__DATASET RECORDS__.
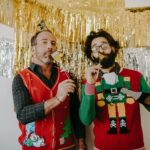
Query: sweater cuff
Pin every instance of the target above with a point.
(90, 89)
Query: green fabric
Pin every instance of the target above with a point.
(87, 108)
(144, 87)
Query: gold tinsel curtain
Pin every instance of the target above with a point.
(71, 25)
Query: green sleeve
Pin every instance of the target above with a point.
(87, 108)
(145, 88)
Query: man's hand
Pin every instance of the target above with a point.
(92, 74)
(64, 88)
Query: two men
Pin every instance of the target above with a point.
(111, 97)
(45, 101)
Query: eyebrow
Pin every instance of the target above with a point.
(100, 44)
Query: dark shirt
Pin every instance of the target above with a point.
(27, 111)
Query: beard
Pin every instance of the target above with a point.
(107, 61)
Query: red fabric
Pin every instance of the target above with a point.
(118, 141)
(51, 127)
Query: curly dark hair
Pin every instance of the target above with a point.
(100, 33)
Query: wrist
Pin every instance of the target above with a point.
(58, 99)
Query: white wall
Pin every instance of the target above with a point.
(9, 130)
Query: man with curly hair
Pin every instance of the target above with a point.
(111, 96)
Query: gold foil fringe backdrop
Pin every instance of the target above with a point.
(71, 26)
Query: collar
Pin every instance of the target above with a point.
(115, 69)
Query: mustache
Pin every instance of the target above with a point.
(103, 54)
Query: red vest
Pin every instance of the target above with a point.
(130, 141)
(53, 127)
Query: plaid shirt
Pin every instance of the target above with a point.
(27, 111)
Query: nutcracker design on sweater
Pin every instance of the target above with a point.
(109, 93)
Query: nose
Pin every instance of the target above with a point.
(101, 50)
(49, 45)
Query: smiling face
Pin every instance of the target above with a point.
(44, 46)
(102, 52)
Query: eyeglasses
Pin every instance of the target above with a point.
(46, 42)
(103, 46)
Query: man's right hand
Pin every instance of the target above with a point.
(64, 88)
(92, 74)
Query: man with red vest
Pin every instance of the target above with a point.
(45, 101)
(111, 97)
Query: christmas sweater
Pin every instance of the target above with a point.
(54, 132)
(116, 116)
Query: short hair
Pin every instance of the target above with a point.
(33, 38)
(100, 33)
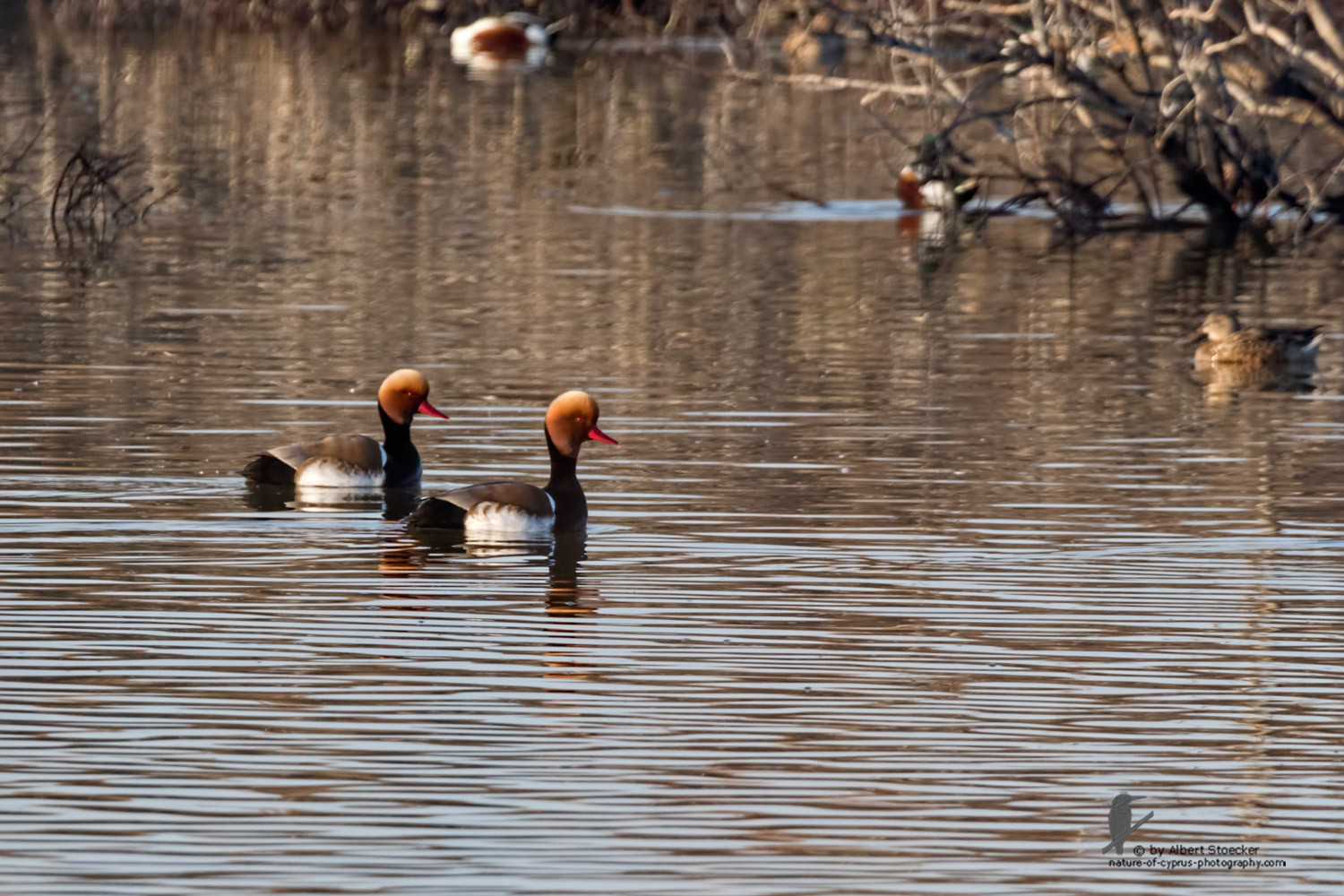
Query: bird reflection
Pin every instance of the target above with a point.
(394, 504)
(1223, 383)
(566, 595)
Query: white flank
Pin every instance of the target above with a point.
(333, 474)
(504, 519)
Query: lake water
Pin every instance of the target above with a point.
(914, 554)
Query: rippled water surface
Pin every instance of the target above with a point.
(914, 554)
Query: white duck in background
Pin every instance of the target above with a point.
(496, 40)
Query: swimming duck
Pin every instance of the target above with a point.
(521, 509)
(816, 46)
(1222, 340)
(515, 35)
(937, 194)
(357, 461)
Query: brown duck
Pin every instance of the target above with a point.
(357, 461)
(1222, 340)
(519, 509)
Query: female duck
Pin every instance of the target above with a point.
(518, 508)
(357, 461)
(1222, 340)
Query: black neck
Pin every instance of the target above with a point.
(570, 504)
(402, 465)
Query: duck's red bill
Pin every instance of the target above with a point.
(599, 435)
(429, 409)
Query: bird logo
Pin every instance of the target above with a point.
(1121, 815)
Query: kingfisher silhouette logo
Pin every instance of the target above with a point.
(1121, 815)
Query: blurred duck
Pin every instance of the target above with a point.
(932, 180)
(937, 194)
(352, 461)
(513, 37)
(817, 46)
(1222, 340)
(519, 509)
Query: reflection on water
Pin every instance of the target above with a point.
(914, 556)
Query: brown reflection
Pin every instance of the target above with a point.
(564, 594)
(1223, 382)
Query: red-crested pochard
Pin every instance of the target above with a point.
(518, 508)
(511, 37)
(357, 461)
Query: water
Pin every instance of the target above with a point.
(911, 556)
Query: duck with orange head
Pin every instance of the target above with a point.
(518, 509)
(352, 461)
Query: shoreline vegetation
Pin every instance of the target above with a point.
(1109, 113)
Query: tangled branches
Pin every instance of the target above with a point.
(1236, 107)
(88, 209)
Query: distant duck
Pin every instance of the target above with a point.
(816, 46)
(352, 461)
(1222, 340)
(519, 509)
(513, 37)
(918, 188)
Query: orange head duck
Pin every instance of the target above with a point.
(357, 461)
(518, 509)
(513, 37)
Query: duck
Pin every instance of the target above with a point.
(1220, 339)
(521, 509)
(935, 194)
(513, 35)
(814, 46)
(352, 461)
(932, 180)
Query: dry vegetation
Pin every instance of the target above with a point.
(1236, 107)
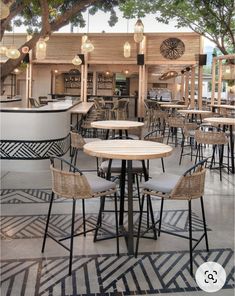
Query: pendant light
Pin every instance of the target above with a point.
(127, 49)
(139, 31)
(41, 47)
(13, 52)
(87, 46)
(3, 50)
(127, 46)
(4, 11)
(76, 60)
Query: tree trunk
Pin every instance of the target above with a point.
(10, 65)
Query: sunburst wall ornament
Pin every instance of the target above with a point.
(172, 48)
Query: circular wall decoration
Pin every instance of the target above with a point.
(172, 48)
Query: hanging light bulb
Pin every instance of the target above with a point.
(4, 11)
(139, 31)
(25, 49)
(3, 50)
(41, 47)
(127, 49)
(76, 60)
(87, 46)
(13, 53)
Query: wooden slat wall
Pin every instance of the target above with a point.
(63, 47)
(109, 48)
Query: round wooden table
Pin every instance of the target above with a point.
(128, 150)
(225, 121)
(194, 112)
(119, 125)
(174, 106)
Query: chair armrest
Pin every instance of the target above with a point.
(62, 160)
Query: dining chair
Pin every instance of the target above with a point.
(188, 187)
(213, 136)
(70, 183)
(34, 103)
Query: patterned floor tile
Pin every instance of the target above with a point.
(150, 273)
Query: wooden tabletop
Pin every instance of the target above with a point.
(82, 108)
(232, 107)
(220, 120)
(117, 124)
(194, 111)
(174, 106)
(127, 149)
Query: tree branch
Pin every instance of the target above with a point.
(46, 27)
(15, 9)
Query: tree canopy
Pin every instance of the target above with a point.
(42, 17)
(214, 19)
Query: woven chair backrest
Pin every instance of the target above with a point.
(176, 121)
(70, 185)
(122, 103)
(190, 186)
(77, 140)
(210, 137)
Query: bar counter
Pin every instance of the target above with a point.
(30, 135)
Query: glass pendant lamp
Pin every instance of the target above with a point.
(138, 31)
(41, 47)
(76, 60)
(127, 49)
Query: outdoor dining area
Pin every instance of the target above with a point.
(117, 175)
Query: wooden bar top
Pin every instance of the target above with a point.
(82, 108)
(117, 124)
(127, 149)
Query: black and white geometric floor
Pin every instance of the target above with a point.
(152, 273)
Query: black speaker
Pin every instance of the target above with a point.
(26, 59)
(140, 59)
(202, 59)
(82, 57)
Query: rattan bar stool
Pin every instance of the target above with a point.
(175, 123)
(209, 135)
(156, 136)
(70, 183)
(187, 187)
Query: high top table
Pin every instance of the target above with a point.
(119, 125)
(195, 112)
(225, 121)
(128, 150)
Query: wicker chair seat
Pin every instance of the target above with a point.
(163, 183)
(100, 186)
(117, 166)
(74, 185)
(210, 137)
(177, 187)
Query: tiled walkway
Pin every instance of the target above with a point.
(161, 267)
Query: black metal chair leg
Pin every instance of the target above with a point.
(204, 224)
(138, 188)
(48, 219)
(160, 219)
(190, 237)
(116, 221)
(84, 217)
(152, 217)
(72, 236)
(163, 167)
(139, 227)
(182, 151)
(99, 219)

__PROMPT__.
Pictures appear in the records above. Output everything except them, exactly.

__RESPONSE TO THIS TASK__.
Query: sweater cuff
Pin every instance of the target above with a point.
(90, 89)
Query: green fabric
Pin every instance of the target above with a point.
(87, 108)
(144, 87)
Query: gold tinsel curtain
Pin every instance of the target above with a point.
(71, 25)
Query: green sleeve
Pin every instance of the target above with a point.
(87, 108)
(145, 88)
Query: man's hand
Pin every instance of the target above with a point.
(92, 74)
(64, 88)
Query: two men
Pin every instance of the target above with a point.
(111, 97)
(45, 101)
Query: eyebrow
Pin every instance of the target above with a point.
(100, 44)
Query: dark shirt
Pin every instance of the target above with a point.
(27, 111)
Query: beard
Pin every instance of the target above with a point.
(107, 61)
Query: red fabric
Pin every instance of the target above with a point.
(118, 141)
(51, 127)
Query: curly dark hair
Pin every instance of the target above with a point.
(100, 33)
Query: wrist
Pin every instance of the target above with a point.
(58, 99)
Query: white wall
Pin every instance of the target above with a point.
(9, 130)
Query: man with curly hair
Pin every instance of the target above with a point.
(111, 96)
Query: gold foil fringe backdrop
Pin every instance of the target above with a point.
(71, 26)
Query: collar
Pin every instance of the target above with a point.
(115, 69)
Query: mustache
Pin every instance of the target above with a point.
(103, 54)
Query: red vest
Pin every instance of the target above with a point.
(130, 141)
(53, 127)
Query: plaid shirt
Pin every instance of the target above with a point.
(27, 111)
Query: nutcracker design on sweater
Pin every instance of the target above with a point.
(109, 93)
Query: nose
Pin every instance of the target above with a point.
(101, 50)
(49, 45)
Query: smiling face
Pin every instance of the target above with a point.
(44, 46)
(102, 52)
Query: eyeglasses
Pin every instance of the target above with a point.
(46, 42)
(103, 46)
Query: man's right hand
Pin every instance of the target above with a point.
(64, 88)
(92, 74)
Query: man with red vest
Pin every instance of the target above with a point.
(45, 101)
(111, 97)
Query: christmas sweater
Pin every instance of the target above with a point.
(54, 132)
(116, 116)
Query: short hair
Pin every instance of the target above with a point.
(33, 38)
(100, 33)
Query: bird reflection
Pin every instance of the target above with a point.
(394, 504)
(1223, 383)
(566, 595)
Query: white flank
Pin every instance of the target above with a point.
(333, 474)
(504, 519)
Query: lake water
Pin every instance of the target above with a point.
(914, 554)
Query: rippled water surface
Pin every instance of the target above with a point.
(914, 554)
Query: white duck in background
Pin every instance of the target above with a point.
(496, 40)
Query: swimming duck
Pin every instance of the target above with a point.
(521, 509)
(816, 46)
(1222, 340)
(515, 35)
(937, 194)
(357, 461)
Query: brown duck
Pin every instance of the target above with a point.
(357, 461)
(1222, 340)
(519, 509)
Query: female duck
Pin every instance of the target above with a point.
(518, 508)
(357, 461)
(1222, 340)
Query: black neck
Pin every instance of the target above with a point.
(570, 504)
(402, 465)
Query: duck's red bill
Pin every instance of the target above with a point.
(599, 435)
(429, 409)
Query: bird logo
Pin every instance of the target above with a point.
(1121, 815)
Query: kingfisher silhouette logo
Pin every instance of the target above with a point.
(1121, 815)
Query: blurred duck
Pin every instance of the target above with a point.
(932, 180)
(937, 194)
(352, 461)
(513, 37)
(817, 46)
(1222, 340)
(519, 509)
Query: reflection on water
Pin every instance of the target above with a point.
(914, 556)
Query: brown reflection
Pin every instance of the target above with a point.
(564, 594)
(1223, 382)
Query: red-crested pochard
Pin every instance of the target above with a point.
(518, 508)
(511, 37)
(357, 461)
Query: water
Pin every instance of the target above with a point.
(911, 556)
Query: duck with orange head
Pin every instance of the target above with a point.
(518, 509)
(352, 461)
Query: shoreline vegetation
Pin every instance of the target above with a point.
(1109, 113)
Query: tangled branches
Pin every instance of the target above with a point.
(1236, 107)
(88, 209)
Query: distant duck
Pin every instance of the target above with a point.
(816, 46)
(352, 461)
(1222, 340)
(519, 509)
(513, 37)
(918, 188)
Query: orange head duck
Pin every instance of the target above with a point.
(357, 461)
(518, 509)
(513, 37)
Query: duck
Pin every instance of the target above with a point.
(1220, 339)
(521, 509)
(935, 194)
(513, 35)
(814, 46)
(352, 461)
(932, 180)
Query: dry vegetation
Pin every instance of the target above with a point.
(1236, 107)
Query: pendant light
Pin every instance of the target above with a point.
(127, 49)
(139, 31)
(41, 47)
(13, 52)
(87, 46)
(3, 50)
(127, 46)
(4, 11)
(76, 60)
Query: tree trunk
Pin every instance of the target above with a point.
(10, 65)
Query: sunburst wall ornament
Pin every instance of the target above with a point.
(172, 48)
Query: circular wall decoration
Pin every instance of the target above with a point.
(172, 48)
Query: hanging light bulb
Pin every instance of the target above with a point.
(4, 11)
(139, 31)
(25, 49)
(3, 50)
(41, 47)
(127, 49)
(76, 60)
(87, 46)
(13, 53)
Query: wooden slat wall
Pin every instance of the target above with a point.
(63, 47)
(109, 48)
Query: round wooden table
Pin every instance of the target above with a point.
(128, 150)
(225, 121)
(194, 112)
(119, 125)
(174, 106)
Query: chair armrest
Pin every instance of the target above with a point.
(62, 160)
Query: dining chair
Pin every instance of the target above with a point.
(188, 187)
(213, 136)
(70, 183)
(34, 103)
Query: patterned floor tile
Pin every instance of the target above with a point.
(150, 273)
Query: wooden tabletop
Pin every instance of the target above with a point.
(82, 108)
(232, 107)
(220, 120)
(117, 124)
(194, 111)
(174, 106)
(127, 149)
Query: tree branch
Pin every instance of the target above with a point.
(46, 27)
(15, 9)
Query: tree canopy
Pin every instance of the target above with a point.
(42, 17)
(214, 19)
Query: woven chair backrest
Pin every instance of the target above with a point.
(176, 121)
(70, 185)
(122, 103)
(190, 186)
(77, 140)
(210, 137)
Query: bar counter
Pin every instance of the target above with a point.
(30, 135)
Query: glass pendant lamp
Pin every instance of the target above with a point.
(138, 31)
(41, 47)
(76, 60)
(127, 49)
Query: outdoor dining area
Pin every instance of the target above with a point.
(117, 175)
Query: wooden bar top
Pin every instance of the target above with a point.
(82, 108)
(117, 124)
(127, 149)
Query: black and white geometric floor
Pin every instance of the target above with a point.
(152, 273)
Query: black speaker
Pin every instance of the target above with a point.
(26, 59)
(140, 59)
(202, 59)
(82, 57)
Query: rattan bar stool
Pin every instance of the target above with a point.
(175, 123)
(209, 135)
(156, 136)
(70, 183)
(187, 187)
Query: high top table
Pin every instance of the target above with a point.
(119, 125)
(195, 112)
(225, 121)
(128, 150)
Query: wicker chair seat
Pin every instance of the target above with a point.
(163, 183)
(100, 186)
(117, 166)
(74, 185)
(210, 137)
(177, 187)
Query: tiled walkway
Pin every instance of the target above with a point.
(161, 267)
Query: black metal chair leg
Pin every instance of the target above with a point.
(204, 224)
(138, 188)
(48, 219)
(160, 219)
(190, 237)
(116, 221)
(84, 217)
(152, 217)
(72, 236)
(163, 167)
(139, 227)
(182, 151)
(99, 219)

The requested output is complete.